- [PROBLEMS TO WORK ON]:
- a) Answer these questions from the text on STARE photometry, one per line:
(i) Who provided the STARE data analysis package?
(ii) To which catalog are the coordinates and magnitudes in the master star list tied?
(iii) With what two steps does the pipeline end?
- b) List every calibration step that the text on STARE photometry names as one of "the usual calibration steps."
- c) Rewrite the paragraph of the text on STARE photometry beginning "For the first several years of the PSST operation" as a bulleted list that keeps its main facts.

- [PAGE TEXT]:

- - -

3. DATA PROCESSING AND ANALYSIS

3.1. STARE Photometry

For the first several years of the PSST operation, analysis was performed with the STARE data analysis package provided by Tim Brown. This analysis package is a processing pipeline implementation of the weighted aperture photometry approach. A master star list for each field is constructed by co‐adding a number of frames taken on one or more photometric nights and performing aperture photometry using DAOPHOT II (Stetson 1987). The coordinates and magnitudes in the master star list are then tied to the Tycho‐2 catalog (Høg et al. 2000), and these data are used as a positional and photometric reference for the subsequent steps. The pipeline begins with the usual calibration steps: bias and overscan subtraction, and flat fielding. After that, a weighted‐aperture photometry is carried out, followed by extinction correction, including a linear color‐dependent term and a low‐order polynomial term to allow for positional dependence of the extinction across the field. This allows good measurements to be obtained in the presence of light cirrus, and it significantly increases the amount of useful data. The pipeline ends with the construction of the nightly time series and the removal of correlated frame‐to‐frame offsets.

- - -

- [SUPPLIED DATA]:
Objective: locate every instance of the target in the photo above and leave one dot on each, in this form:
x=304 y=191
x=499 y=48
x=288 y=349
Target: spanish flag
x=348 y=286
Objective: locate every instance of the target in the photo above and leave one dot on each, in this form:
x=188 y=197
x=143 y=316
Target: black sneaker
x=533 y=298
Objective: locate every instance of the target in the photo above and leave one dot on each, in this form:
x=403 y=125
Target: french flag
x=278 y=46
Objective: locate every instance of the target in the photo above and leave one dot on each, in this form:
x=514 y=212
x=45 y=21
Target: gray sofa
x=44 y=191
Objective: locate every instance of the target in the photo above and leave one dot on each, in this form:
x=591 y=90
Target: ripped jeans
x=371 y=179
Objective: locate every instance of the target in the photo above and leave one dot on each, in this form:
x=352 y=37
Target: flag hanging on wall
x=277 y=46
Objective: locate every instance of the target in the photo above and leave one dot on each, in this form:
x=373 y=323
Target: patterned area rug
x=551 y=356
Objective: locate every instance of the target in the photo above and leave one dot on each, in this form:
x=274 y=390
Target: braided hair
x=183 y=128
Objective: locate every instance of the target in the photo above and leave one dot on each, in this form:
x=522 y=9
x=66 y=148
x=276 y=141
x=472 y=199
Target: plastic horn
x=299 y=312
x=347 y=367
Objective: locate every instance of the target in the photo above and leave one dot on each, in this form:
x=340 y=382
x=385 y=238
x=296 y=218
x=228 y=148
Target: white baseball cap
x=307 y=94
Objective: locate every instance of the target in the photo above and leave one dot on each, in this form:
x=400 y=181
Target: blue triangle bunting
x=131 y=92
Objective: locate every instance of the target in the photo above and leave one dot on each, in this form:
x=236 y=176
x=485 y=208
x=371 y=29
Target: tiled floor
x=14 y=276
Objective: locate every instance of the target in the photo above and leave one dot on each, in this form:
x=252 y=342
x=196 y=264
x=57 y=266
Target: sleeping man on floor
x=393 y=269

- - -

- [RESPONSES TO THE TASKS]:
- a)
(i) Tim Brown
(ii) The Tycho‐2 catalog (Høg et al. 2000)
(iii) The construction of the nightly time series and the removal of correlated frame‐to‐frame offsets

- b)
- Bias subtraction
- Overscan subtraction
- Flat fielding

- c)
- For the first several years of PSST operation, analysis used the STARE data analysis package provided by Tim Brown, a processing pipeline implementing weighted aperture photometry.
- A master star list for each field is built by co‐adding frames from one or more photometric nights and performing aperture photometry with DAOPHOT II (Stetson 1987).
- The master list's coordinates and magnitudes are tied to the Tycho‐2 catalog (Høg et al. 2000) and serve as the positional and photometric reference.
- Calibration comes first: bias and overscan subtraction, and flat fielding.
- Weighted‐aperture photometry follows, then extinction correction with a linear color‐dependent term and a low‐order polynomial term for positional dependence across the field.
- This correction allows good measurements under light cirrus and significantly increases the amount of useful data.
- The pipeline ends by constructing nightly time series and removing correlated frame‐to‐frame offsets.